Start of The data

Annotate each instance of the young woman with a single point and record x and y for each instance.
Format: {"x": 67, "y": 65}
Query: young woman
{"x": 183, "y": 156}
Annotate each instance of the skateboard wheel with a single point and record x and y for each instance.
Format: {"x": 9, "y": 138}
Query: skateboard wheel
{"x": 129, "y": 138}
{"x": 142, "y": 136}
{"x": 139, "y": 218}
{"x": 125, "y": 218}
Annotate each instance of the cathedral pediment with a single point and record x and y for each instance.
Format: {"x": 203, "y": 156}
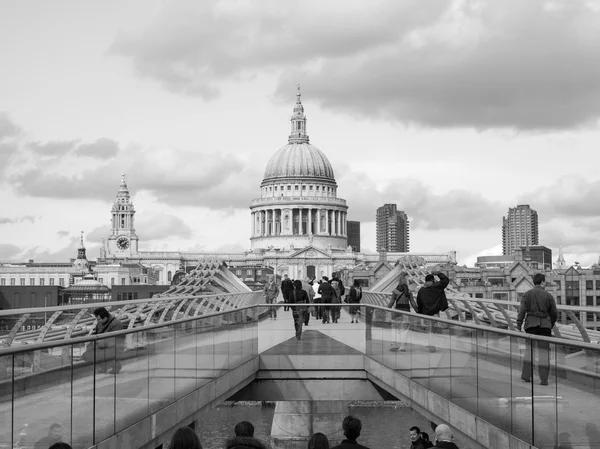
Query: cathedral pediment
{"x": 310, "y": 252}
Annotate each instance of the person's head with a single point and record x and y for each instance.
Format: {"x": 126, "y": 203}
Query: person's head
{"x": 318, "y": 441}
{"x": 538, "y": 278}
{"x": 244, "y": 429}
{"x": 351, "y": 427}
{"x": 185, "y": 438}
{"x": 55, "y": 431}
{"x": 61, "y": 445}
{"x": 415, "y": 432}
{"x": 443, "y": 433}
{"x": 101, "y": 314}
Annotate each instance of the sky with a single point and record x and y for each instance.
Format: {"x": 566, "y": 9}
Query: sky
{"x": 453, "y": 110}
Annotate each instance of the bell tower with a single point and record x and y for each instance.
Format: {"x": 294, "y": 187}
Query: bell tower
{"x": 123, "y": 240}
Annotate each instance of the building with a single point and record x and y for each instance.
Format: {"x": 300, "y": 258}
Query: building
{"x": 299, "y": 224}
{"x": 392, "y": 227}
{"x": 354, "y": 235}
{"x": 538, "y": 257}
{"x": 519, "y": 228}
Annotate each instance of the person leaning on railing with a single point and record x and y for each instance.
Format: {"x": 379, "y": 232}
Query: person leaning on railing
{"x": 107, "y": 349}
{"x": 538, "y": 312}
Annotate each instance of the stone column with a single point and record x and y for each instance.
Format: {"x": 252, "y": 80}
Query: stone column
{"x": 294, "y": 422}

End of The data
Start of The data

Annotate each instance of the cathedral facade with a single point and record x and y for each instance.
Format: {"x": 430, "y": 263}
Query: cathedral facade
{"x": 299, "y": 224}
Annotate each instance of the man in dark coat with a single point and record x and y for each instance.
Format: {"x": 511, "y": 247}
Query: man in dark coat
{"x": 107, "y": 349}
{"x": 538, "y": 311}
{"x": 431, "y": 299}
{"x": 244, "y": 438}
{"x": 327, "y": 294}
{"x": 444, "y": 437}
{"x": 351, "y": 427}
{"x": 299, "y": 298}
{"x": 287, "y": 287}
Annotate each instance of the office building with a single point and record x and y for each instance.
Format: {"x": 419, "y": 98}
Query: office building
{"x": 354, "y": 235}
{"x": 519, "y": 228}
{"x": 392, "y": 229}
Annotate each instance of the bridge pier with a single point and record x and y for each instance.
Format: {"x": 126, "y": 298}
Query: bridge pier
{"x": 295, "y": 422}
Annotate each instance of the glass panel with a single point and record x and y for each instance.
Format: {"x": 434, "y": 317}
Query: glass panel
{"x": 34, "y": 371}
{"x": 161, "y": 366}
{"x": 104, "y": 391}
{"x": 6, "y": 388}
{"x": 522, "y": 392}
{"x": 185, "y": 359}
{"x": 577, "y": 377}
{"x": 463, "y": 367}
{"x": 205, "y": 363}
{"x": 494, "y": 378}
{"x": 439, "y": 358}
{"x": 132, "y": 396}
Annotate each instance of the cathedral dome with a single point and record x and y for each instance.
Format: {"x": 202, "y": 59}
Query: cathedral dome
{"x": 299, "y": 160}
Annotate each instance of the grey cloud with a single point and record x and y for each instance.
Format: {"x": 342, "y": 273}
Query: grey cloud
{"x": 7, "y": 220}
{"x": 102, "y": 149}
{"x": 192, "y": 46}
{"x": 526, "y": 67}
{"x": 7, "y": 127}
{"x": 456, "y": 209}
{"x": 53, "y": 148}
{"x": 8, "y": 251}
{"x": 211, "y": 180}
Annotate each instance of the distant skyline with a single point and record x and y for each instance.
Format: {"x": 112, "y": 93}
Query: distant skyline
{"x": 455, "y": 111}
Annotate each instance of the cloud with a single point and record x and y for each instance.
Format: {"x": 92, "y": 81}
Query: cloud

End of The data

Since the pictures are not part of the copy, please transcribe only the lines above from the one with "Annotate each instance of the cathedral pediment" through the one with "Annotate each instance of the sky", exactly and with both ends.

◆ **Written solution**:
Annotate each instance of the cathedral pediment with a single point and record x and y for each instance.
Format: {"x": 203, "y": 156}
Query: cathedral pediment
{"x": 310, "y": 252}
Annotate each instance of the person's head with a single point and record x and y for each instance.
Format: {"x": 126, "y": 203}
Query: person's head
{"x": 318, "y": 441}
{"x": 538, "y": 278}
{"x": 244, "y": 429}
{"x": 351, "y": 427}
{"x": 185, "y": 438}
{"x": 55, "y": 431}
{"x": 61, "y": 445}
{"x": 415, "y": 432}
{"x": 443, "y": 433}
{"x": 101, "y": 314}
Annotate each instance of the sky with a single point and record x and y for each instance.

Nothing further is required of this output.